Recorded data:

--- Begin ---

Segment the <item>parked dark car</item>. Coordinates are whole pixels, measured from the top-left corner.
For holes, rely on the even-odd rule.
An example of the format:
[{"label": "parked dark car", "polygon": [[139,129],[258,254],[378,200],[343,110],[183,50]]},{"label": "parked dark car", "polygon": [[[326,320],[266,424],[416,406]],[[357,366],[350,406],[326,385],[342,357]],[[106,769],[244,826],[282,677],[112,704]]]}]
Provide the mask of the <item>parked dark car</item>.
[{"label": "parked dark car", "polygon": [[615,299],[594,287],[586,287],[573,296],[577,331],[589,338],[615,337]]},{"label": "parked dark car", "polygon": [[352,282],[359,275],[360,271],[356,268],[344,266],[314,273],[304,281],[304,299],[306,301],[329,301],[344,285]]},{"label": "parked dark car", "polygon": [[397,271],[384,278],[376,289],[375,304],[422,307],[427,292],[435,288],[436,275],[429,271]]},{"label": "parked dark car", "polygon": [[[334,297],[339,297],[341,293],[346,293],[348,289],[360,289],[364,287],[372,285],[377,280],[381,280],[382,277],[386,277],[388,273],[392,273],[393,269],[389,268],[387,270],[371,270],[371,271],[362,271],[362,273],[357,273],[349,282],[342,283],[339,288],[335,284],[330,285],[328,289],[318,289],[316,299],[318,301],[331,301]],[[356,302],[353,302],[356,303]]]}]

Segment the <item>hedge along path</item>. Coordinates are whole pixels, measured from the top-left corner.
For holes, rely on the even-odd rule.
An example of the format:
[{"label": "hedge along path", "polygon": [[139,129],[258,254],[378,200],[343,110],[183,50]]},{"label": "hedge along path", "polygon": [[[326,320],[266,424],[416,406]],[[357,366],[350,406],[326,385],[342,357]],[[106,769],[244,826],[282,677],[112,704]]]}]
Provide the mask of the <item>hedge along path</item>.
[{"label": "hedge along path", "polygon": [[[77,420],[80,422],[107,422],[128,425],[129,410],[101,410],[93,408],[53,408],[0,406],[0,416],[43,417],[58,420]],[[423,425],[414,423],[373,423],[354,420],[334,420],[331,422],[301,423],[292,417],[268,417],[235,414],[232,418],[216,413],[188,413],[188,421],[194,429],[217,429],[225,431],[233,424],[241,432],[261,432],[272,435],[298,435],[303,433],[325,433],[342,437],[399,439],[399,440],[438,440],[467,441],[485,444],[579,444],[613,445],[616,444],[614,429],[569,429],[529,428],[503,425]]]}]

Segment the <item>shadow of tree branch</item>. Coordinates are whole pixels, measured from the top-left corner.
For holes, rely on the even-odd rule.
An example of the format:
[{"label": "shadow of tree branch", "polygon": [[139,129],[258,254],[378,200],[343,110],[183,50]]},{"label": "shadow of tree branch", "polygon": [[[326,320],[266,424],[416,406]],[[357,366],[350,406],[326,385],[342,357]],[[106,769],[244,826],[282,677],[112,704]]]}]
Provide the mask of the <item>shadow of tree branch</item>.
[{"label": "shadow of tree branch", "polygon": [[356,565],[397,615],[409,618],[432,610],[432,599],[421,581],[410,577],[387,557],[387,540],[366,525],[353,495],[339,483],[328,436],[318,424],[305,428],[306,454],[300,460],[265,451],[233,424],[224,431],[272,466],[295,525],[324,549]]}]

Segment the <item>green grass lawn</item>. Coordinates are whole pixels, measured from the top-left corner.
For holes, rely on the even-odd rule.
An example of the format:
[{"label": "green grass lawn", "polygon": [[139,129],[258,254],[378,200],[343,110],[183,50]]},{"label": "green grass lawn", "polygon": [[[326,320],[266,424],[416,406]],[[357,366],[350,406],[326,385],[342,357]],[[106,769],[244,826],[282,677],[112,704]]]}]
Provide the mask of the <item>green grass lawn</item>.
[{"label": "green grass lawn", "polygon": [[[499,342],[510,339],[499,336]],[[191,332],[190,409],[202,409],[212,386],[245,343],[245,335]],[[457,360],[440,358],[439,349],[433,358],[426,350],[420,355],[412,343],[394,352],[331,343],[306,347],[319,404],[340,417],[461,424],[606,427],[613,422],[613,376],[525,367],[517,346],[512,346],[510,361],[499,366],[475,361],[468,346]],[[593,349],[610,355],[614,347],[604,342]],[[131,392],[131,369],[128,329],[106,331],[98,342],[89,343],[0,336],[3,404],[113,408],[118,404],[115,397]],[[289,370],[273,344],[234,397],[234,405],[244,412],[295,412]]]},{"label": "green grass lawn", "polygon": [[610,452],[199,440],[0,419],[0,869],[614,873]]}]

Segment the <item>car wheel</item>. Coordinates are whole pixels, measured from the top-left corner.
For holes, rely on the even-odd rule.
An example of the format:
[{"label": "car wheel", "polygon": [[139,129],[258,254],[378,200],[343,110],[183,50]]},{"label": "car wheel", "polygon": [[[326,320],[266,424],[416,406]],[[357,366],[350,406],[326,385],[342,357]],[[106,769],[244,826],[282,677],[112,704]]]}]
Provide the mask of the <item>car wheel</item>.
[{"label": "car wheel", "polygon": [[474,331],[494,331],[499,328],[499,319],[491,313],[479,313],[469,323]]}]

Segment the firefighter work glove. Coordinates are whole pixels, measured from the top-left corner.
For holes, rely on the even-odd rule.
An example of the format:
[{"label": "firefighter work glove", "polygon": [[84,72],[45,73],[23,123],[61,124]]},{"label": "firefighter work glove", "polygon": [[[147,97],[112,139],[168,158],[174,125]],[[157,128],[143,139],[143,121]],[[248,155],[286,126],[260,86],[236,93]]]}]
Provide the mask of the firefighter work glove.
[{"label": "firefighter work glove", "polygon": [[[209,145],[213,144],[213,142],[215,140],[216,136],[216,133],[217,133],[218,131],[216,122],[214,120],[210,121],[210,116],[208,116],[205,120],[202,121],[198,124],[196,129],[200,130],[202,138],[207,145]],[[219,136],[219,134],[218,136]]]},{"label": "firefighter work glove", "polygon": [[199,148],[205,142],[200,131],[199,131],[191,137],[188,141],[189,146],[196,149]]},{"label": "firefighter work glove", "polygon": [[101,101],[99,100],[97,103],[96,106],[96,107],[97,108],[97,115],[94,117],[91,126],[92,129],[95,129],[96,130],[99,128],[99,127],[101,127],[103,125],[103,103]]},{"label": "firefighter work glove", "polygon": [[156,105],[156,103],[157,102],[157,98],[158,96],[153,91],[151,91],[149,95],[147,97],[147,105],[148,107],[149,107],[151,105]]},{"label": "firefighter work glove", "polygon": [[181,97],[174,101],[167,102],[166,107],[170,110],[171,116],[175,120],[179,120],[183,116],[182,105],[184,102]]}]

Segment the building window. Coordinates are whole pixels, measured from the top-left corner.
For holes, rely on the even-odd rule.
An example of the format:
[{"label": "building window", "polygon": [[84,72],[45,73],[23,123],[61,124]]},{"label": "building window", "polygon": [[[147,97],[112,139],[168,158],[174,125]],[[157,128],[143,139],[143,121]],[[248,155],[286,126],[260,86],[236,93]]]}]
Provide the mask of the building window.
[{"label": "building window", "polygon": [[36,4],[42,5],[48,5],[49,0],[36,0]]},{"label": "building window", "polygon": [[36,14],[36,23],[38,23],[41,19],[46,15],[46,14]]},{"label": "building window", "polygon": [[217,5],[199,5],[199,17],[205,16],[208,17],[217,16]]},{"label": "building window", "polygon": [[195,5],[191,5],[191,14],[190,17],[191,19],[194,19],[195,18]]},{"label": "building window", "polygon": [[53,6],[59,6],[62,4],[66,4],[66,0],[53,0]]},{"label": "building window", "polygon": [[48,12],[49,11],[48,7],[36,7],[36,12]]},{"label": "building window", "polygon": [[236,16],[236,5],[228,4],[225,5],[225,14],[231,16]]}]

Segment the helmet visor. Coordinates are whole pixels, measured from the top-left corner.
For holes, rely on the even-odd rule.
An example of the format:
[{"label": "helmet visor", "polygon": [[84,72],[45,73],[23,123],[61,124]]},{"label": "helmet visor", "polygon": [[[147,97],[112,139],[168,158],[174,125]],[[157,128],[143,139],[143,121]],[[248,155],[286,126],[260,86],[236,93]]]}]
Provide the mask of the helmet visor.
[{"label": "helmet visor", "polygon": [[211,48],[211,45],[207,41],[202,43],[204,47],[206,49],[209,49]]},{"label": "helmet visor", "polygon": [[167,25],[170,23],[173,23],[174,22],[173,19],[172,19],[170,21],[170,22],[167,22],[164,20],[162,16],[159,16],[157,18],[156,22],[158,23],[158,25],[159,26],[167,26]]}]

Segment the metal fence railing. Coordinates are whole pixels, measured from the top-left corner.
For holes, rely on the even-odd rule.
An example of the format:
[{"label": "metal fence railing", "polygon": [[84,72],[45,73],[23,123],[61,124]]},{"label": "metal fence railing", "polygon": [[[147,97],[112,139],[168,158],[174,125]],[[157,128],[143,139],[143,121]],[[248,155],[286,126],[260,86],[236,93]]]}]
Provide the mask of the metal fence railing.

--- End ---

> The exercise
Repeat only the stretch of lines starting at the one containing "Segment the helmet" and running to the final line of the entries above.

> Written reply
Segment the helmet visor. Coordinates are whole pixels, measured from the top-left corner.
For holes, rely on the even-odd rule.
An example of the format:
[{"label": "helmet visor", "polygon": [[84,72],[45,73],[23,123],[61,124]]},{"label": "helmet visor", "polygon": [[[147,97],[112,139],[168,158],[174,125]],[[157,128],[143,139],[143,121]],[[248,155],[286,126],[260,86],[236,93]]]}]
Provide the mask of the helmet visor.
[{"label": "helmet visor", "polygon": [[211,48],[211,45],[207,41],[202,43],[204,47],[206,49],[209,49]]},{"label": "helmet visor", "polygon": [[167,25],[170,23],[173,23],[174,22],[173,19],[172,19],[170,21],[170,22],[167,22],[164,20],[162,16],[159,16],[157,18],[156,22],[158,23],[158,25],[159,26],[167,26]]}]

Segment the metal fence railing. Coordinates are whole pixels, measured from the top-left corner.
For holes, rely on the even-odd rule.
An example of the format:
[{"label": "metal fence railing", "polygon": [[84,72],[45,73],[23,123],[61,124]]},{"label": "metal fence railing", "polygon": [[[147,97],[112,139],[168,158],[174,125]],[[157,128],[143,139],[143,121]],[[248,155],[286,126],[260,86],[236,93]]]}]
Provide the mask of the metal fence railing.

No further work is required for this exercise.